Rewrite every line of the records below, replacing "scan" with "examine" everywhere it occurs and leaving everything else unchanged.
Start of Data section
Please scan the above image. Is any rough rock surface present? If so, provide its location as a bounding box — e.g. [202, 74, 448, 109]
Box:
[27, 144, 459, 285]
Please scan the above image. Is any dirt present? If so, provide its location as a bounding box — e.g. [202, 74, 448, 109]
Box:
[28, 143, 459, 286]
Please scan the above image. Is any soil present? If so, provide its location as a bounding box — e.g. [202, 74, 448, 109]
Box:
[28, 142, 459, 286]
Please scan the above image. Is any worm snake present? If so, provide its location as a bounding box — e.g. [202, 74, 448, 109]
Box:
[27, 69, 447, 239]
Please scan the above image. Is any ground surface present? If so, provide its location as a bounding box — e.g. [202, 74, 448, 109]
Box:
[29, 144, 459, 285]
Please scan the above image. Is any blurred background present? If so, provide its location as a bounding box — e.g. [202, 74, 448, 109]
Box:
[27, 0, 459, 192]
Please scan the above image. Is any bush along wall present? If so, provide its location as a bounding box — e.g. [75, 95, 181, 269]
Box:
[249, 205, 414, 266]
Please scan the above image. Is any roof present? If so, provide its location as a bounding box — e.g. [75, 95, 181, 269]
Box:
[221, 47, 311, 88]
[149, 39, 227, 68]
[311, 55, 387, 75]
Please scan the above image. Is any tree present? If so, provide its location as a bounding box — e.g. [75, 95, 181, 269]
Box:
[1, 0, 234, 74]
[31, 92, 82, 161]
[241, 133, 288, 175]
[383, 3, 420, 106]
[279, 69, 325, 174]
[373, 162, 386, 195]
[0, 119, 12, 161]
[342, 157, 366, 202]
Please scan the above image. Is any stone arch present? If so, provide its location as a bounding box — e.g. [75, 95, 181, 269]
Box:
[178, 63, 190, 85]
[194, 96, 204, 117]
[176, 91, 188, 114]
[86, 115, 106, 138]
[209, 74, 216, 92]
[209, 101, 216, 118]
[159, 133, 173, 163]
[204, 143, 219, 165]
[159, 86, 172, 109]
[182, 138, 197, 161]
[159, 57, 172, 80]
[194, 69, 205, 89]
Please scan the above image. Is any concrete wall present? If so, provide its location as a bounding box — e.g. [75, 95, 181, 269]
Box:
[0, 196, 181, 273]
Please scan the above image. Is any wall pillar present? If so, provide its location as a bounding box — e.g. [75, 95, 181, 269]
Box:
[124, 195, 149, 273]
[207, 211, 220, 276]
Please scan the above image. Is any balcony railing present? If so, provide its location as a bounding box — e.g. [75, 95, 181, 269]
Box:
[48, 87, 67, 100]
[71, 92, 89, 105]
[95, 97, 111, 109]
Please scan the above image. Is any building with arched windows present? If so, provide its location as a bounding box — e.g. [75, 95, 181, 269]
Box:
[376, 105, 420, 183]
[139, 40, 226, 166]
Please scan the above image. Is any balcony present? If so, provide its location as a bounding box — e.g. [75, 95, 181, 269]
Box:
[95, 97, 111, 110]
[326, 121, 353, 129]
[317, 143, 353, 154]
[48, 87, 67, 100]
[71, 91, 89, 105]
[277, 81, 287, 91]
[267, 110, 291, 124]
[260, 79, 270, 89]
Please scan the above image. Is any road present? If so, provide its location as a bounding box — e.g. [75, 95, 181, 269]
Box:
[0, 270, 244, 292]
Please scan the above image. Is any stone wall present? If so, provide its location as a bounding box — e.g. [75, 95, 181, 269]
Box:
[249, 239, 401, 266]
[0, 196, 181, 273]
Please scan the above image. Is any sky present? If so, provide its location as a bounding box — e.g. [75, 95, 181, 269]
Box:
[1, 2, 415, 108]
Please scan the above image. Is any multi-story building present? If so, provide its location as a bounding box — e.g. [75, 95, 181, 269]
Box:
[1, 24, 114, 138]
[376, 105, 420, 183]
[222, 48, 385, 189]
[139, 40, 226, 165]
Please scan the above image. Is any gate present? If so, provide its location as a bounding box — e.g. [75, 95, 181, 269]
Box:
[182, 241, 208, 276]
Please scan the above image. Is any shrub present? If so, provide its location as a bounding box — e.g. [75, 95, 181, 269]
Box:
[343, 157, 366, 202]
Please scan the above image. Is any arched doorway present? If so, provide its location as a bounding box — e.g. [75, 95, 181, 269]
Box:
End of Data section
[Final answer]
Please examine the above image. Is any rough rock surface present? If so, provide its location as a bounding box — e.g. [202, 74, 448, 109]
Box:
[27, 144, 459, 285]
Please examine the above image. Is any dirt present? If so, provide its location as a bounding box — e.g. [202, 74, 448, 109]
Box:
[28, 143, 459, 286]
Please examine the above image. Is any soil present? If so, provide its location as a bounding box — e.g. [202, 74, 448, 109]
Box:
[28, 142, 459, 286]
Please examine the above image. Is any worm snake present? If so, provide its location as a bounding box — e.g. [202, 74, 448, 109]
Box:
[27, 69, 447, 239]
Please examine the above image. Is any ground surface present? If so, provide its location as a bounding box — e.g. [202, 74, 448, 109]
Box:
[29, 144, 459, 285]
Please examine the above image. Is any blurred background present? If so, provide its location as a bounding box — e.g. [202, 74, 448, 109]
Box:
[27, 0, 459, 192]
Please examine the above image. Is any bush along wall present? If so, provide its location as a bounding box — e.g. [75, 95, 181, 269]
Box:
[249, 205, 414, 266]
Please examine the above image. Is any roof present? If so, provide its location as a bounding box — e.g. [75, 95, 181, 269]
Box:
[221, 47, 311, 88]
[149, 39, 227, 68]
[311, 55, 387, 75]
Please examine the above image. Is any tree present? If so, provide its location as a bounding box — e.g. [75, 95, 181, 269]
Box:
[1, 0, 234, 74]
[31, 92, 82, 161]
[241, 133, 288, 175]
[383, 3, 420, 106]
[279, 69, 325, 174]
[373, 162, 386, 195]
[0, 119, 12, 161]
[342, 157, 366, 202]
Please examine the above image. Is any stone arch present? If so, provide its location as a bounding box — e.g. [75, 95, 181, 269]
Box:
[178, 63, 190, 85]
[194, 96, 204, 117]
[176, 91, 188, 114]
[86, 115, 106, 138]
[209, 74, 216, 92]
[209, 101, 216, 118]
[159, 133, 173, 163]
[204, 143, 219, 165]
[159, 86, 172, 109]
[182, 138, 197, 161]
[159, 57, 172, 80]
[194, 69, 205, 89]
Please examine the above image. Is any concrete wall present? If so, provide its location as a bounding box — e.g. [75, 95, 181, 269]
Box:
[0, 196, 181, 273]
Please examine the above image. Is any wall pillar present? If so, provide its location as a bounding box — e.g. [75, 95, 181, 269]
Box:
[124, 195, 149, 273]
[207, 211, 220, 276]
Please examine the above image. Is any balcony railing present? If so, provide its location as a bounding box — e.g. [75, 95, 181, 269]
Box:
[48, 87, 67, 100]
[71, 92, 89, 105]
[95, 97, 111, 109]
Please examine the above image. Is any building with arched windows present? If so, provide its location as a bounding box — e.g. [75, 95, 181, 269]
Box:
[376, 105, 420, 183]
[139, 40, 226, 166]
Please examine the above image. Is any balcony present? If so, provide its location as a bounding box — e.g. [75, 95, 181, 269]
Box:
[95, 97, 111, 110]
[326, 121, 353, 129]
[317, 143, 353, 154]
[48, 87, 67, 100]
[71, 91, 89, 105]
[277, 81, 287, 91]
[267, 110, 291, 124]
[260, 79, 270, 89]
Please examine the above image. Is any road present? If so, provide its location as a bounding box — e.g. [75, 95, 181, 269]
Box:
[0, 270, 244, 292]
Please examine the above image. Is any stone wall present? If so, provide its location as a bounding box — e.g. [75, 95, 181, 269]
Box:
[249, 239, 401, 266]
[0, 196, 181, 273]
Please examine the above image. Is any sky present? If so, provide its location as a bounding box — e.g. [75, 95, 181, 269]
Box:
[1, 2, 415, 108]
Please examine the above image. Is any multi-story building present? If so, provide its location as a bounding box — e.g. [75, 95, 181, 269]
Box:
[1, 24, 114, 138]
[376, 105, 420, 183]
[222, 48, 385, 189]
[139, 40, 226, 165]
Please examine the above image. Is any gate present? If so, provide its location as a bounding box — e.g. [75, 95, 181, 269]
Box:
[182, 241, 208, 276]
Please examine the above image. Is any shrub present? If so, provide its location as a bounding box — e.g. [75, 95, 181, 269]
Box:
[343, 157, 366, 202]
Please examine the above image. Is any arched doorway present? If so, provide its location as a bounding box — e.g. [75, 95, 181, 269]
Box:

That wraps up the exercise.